--- Document excerpt ---
A new study has found South Asian Canadian communities living in the Greater Toronto Area (GTA) suffered disproportionately from COVID-19 in the first year of the pandemic.
The analysis, which received $1.5 million from the federal government, confirmed Peel Region was Ontario’s COVID hot spot in the pandemic prior to April 2021 when vaccines started to roll out.
About 23.6 per cent of the province’s cases during the second wave of the pandemic were within Peel despite the region only accounting for 10 per cent of Ontario’s total population.
Dr. Sonia Anand, principal investigator for the study from McMaster University’s Department of Medicine, says people whose ancestry originated from the Indian subcontinent and live in the GTA were recruited for a portion of the research.
In a study of 916 of those residents, tested between April 14 and July 28, 2021 for pre-vaccine COVID infections, about 24 per cent presented characteristics in line with an individual who had the virus circulating in their system.
“So this report gives a kind of a quantitative data to what people believe to be true – that South Asians in the Peel Region had a high infectivity rate with COVID 19,” Anand told Global News.
The probe, published in the Canadian Medical Association Journal (CMAJ) Open, also touches on sociodemographic factors, or social determinants of health that put certain ethnicities at higher risk of contracting COVID compared to the general population.
Anand says the data suggests “social disparities” are in play in Peel due to a large number of participants identifying as essential workers – like truck drivers and individuals working in plants – living in extended family homes of lower socioeconomic status and annual household income.
Seropositivity, the presence of an immunologic marker in a blood test, was higher for male participants who were branded as the least educated of test subjects and residing in the City of Brampton.
“It really seems to reflect that individuals who have to do essential work (are exposed to) a greater chance of infection or are living in larger family households,” said Anand.

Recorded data
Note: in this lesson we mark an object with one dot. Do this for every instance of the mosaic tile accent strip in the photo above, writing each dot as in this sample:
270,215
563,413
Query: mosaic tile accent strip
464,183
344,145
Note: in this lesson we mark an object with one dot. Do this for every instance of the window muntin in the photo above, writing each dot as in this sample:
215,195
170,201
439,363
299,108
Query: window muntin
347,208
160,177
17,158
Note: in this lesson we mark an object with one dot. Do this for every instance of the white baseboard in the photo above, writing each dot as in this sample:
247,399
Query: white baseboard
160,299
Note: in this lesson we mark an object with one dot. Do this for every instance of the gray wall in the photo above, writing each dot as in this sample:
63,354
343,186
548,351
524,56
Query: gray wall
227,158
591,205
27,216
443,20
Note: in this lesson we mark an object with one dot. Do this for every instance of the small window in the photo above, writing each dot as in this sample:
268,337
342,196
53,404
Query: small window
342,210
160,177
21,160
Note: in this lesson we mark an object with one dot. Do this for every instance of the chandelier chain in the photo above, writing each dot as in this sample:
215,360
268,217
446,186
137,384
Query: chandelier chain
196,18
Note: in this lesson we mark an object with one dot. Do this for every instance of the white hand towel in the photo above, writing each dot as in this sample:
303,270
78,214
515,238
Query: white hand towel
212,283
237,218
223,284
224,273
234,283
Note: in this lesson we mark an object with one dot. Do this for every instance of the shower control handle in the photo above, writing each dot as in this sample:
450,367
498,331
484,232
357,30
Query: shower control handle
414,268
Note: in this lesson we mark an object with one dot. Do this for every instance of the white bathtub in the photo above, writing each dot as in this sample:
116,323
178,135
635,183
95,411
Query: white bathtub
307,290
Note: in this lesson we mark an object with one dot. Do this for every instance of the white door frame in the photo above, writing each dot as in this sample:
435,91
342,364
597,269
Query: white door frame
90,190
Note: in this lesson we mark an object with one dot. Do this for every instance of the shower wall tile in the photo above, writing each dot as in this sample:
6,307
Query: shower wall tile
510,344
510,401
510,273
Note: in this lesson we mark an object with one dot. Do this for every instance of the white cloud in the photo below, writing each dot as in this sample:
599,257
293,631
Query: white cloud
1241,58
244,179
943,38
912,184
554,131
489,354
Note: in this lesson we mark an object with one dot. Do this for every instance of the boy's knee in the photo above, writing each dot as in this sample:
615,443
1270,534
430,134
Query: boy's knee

--- Goal of the exercise ---
Reproduce the passage of the article on the COVID-19 study starting with "In a study of" and going on through "the general population.", changing "infectivity rate" to "infection rate". The rows that appear above have no connection to the article.

--- Response ---
In a study of 916 of those residents, tested between April 14 and July 28, 2021 for pre-vaccine COVID infections, about 24 per cent presented characteristics in line with an individual who had the virus circulating in their system.
“So this report gives a kind of a quantitative data to what people believe to be true – that South Asians in the Peel Region had a high infection rate with COVID 19,” Anand told Global News.
The probe, published in the Canadian Medical Association Journal (CMAJ) Open, also touches on sociodemographic factors, or social determinants of health that put certain ethnicities at higher risk of contracting COVID compared to the general population.